▶ [Written problem]: Reproduce every line of the items below, requests included, shifting each bounding box by adding 148 to every coordinate in the answers. Leave the pictures out of your reply.

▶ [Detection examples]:
○ ○ ○ ○

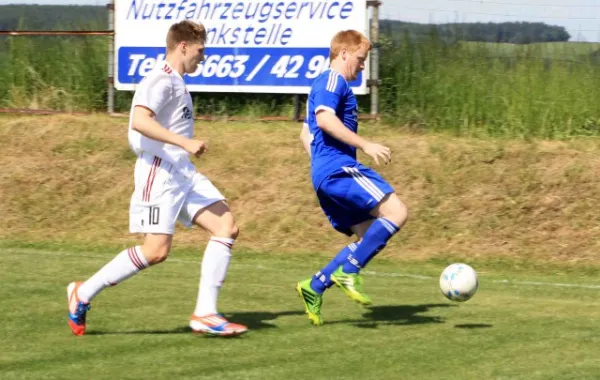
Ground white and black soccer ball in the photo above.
[440,263,479,302]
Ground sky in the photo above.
[0,0,600,42]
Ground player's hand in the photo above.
[363,143,392,165]
[184,140,208,157]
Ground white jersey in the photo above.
[128,62,195,177]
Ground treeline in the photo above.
[0,5,108,31]
[380,20,571,44]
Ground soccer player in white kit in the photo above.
[67,21,247,336]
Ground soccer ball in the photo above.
[440,263,479,302]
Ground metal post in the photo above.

○ ○ ○ ○

▶ [Task response]:
Ground white and black soccer ball in the photo above.
[588,411,627,450]
Ground sky in the photo above.
[148,148,748,190]
Ground player's hand in the photo above.
[511,291,540,313]
[332,288,356,305]
Ground white jersey in the photo above.
[276,210,343,325]
Ground treeline in the photo above.
[148,153,256,179]
[528,168,719,192]
Ground soccer player in white kit in the photo above.
[215,169,395,484]
Ground soccer ball in the photo above.
[588,411,627,450]
Ground metal post in the photo above.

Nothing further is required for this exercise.